## Input material
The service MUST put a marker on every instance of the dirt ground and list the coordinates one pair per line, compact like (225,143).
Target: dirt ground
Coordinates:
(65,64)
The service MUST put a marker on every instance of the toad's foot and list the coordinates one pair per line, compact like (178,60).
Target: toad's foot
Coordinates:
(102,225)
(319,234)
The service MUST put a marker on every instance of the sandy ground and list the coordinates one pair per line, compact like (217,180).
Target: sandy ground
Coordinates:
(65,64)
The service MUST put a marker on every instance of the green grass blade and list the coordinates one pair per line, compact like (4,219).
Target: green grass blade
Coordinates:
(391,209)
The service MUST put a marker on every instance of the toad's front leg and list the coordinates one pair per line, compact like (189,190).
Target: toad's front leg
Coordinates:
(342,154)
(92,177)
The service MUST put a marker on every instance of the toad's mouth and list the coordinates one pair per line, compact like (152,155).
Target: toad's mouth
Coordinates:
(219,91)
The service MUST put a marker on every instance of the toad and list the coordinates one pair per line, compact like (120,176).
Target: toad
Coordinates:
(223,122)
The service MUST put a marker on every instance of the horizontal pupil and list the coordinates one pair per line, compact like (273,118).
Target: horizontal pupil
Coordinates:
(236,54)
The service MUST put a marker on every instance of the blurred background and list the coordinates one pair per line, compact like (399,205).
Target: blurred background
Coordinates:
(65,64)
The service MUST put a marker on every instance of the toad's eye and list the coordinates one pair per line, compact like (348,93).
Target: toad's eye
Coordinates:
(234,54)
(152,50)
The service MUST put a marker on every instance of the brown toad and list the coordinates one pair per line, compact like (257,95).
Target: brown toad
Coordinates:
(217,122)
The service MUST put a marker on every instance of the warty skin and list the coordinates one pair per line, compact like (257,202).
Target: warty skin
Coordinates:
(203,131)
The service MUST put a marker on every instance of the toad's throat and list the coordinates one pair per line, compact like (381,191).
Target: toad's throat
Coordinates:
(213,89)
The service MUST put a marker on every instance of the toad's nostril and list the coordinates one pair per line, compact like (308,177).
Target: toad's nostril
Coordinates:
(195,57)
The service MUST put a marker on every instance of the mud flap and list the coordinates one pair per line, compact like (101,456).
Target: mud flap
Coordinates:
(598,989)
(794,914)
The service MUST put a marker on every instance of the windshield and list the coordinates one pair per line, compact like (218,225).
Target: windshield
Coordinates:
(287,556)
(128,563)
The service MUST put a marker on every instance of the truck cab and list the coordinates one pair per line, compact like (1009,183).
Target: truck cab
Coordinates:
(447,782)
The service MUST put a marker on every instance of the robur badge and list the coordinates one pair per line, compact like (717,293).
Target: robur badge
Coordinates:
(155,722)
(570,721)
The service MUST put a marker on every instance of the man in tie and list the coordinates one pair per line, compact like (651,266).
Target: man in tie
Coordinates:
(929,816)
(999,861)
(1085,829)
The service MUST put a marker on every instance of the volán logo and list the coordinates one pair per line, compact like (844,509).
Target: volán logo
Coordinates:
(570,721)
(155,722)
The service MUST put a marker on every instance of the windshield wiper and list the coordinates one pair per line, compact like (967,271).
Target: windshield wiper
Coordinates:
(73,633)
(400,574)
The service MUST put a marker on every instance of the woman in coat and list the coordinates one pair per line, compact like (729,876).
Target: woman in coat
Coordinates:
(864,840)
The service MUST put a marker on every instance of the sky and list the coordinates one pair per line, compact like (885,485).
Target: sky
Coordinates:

## Stated exercise
Each line of the listing should be copied exactly.

## Reply to the exercise
The service MUST put a marker on every instance of the dirt ground and list the coordinates one pair per line, compact like (225,143).
Target: dirt ground
Coordinates:
(65,64)
The service MUST put a marker on every instance of the toad's foot and list the coordinates one pair per line, compact like (178,60).
Target: toad's foot
Coordinates:
(102,225)
(319,234)
The service MUST put a marker on every instance of the sandy ground and list the coordinates one pair per line, compact like (217,180).
Target: sandy ground
Coordinates:
(65,64)
The service MUST put a marker on every instance of the green grass blade and list the coordinates one pair per line, compact like (4,219).
Target: green grass blade
Coordinates:
(391,209)
The service MUST put a marker on every instance of the toad's front leg and list the coordinates one pair per line, compact like (189,190).
Target: toad's front leg
Coordinates:
(342,154)
(92,177)
The service MUST put a marker on every instance of the toad's mouth and list the coordinates one pair per line, compact like (152,155).
Target: toad's mouth
Coordinates:
(219,91)
The service MUST put a marker on every instance of the toad and list the coordinates one pair per line, compact like (120,176).
Target: toad
Coordinates:
(223,122)
The service MUST put a marker on every instance of the horizontal pupil and list the coordinates one pair per line, compact like (273,118).
Target: horizontal pupil
Coordinates:
(236,54)
The service MUST put a marker on every instance of the blurred background and list the coordinates one pair per line, compact like (399,205).
Target: blurred background
Coordinates:
(65,64)
The service MUST put a marker on every instance of the toad's eye and list the coordinates one pair per line, compact like (348,93).
Target: toad's eye
Coordinates:
(234,54)
(152,50)
The service MUST put a marker on every instance of the brown toad and list the coordinates one pair per line, compact like (257,95).
Target: brown toad
Coordinates:
(217,122)
The service MUST put a marker on every instance of the warty skin and list the coordinates one pair per line, compact like (257,202).
Target: warty skin
Coordinates:
(203,131)
The service MUST put a marker on every instance of the toad's throat and list the coordinates one pair per line, compact like (381,191).
Target: toad's throat
Coordinates:
(213,89)
The service MUST put a marker on every instance of the toad's nostril and list the coordinates one pair per line, compact like (308,177).
Target: toad's nostril
Coordinates:
(195,57)
The service MUST put a marker on every instance of the mud flap and list the coordinates one pair per line, compact like (101,456).
Target: mud flap
Coordinates:
(598,989)
(794,914)
The service MUST put a marker on every instance of the windshield and list the coordinates one pair per line, compact like (218,225).
Target: windshield
Coordinates:
(287,556)
(128,563)
The service MUST put a marker on every instance of the truck cab and list the coordinates one pair per line, compact like (1009,183).
Target: truck cab
Coordinates:
(447,782)
The service MUST put a marker on every instance of the robur badge and list the coordinates one pair per line, compact like (717,293).
Target: robur badge
Coordinates:
(155,722)
(570,721)
The service MUST put a marker on every instance of the man in tie and list the coordinates one pair per line, compact like (651,266).
Target: man in tie
Coordinates:
(929,816)
(999,861)
(1085,829)
The service MUST put a marker on every instance of the volán logo and list the coordinates one pair per line, compact like (844,509).
Target: volán logo
Coordinates:
(570,721)
(155,722)
The service MUST put a marker on every instance of the windshield wiper and list the coordinates one pair per line, compact like (967,271).
Target: windshield wiper
Coordinates:
(73,633)
(400,574)
The service MUST put a marker on every instance of the woman in coat and list the coordinates one pair per line, compact like (729,876).
Target: woman in coat
Coordinates:
(864,840)
The service MUST put a marker on every instance of the sky and list the coordinates one pair per line, compact like (885,485).
Target: sky
Coordinates:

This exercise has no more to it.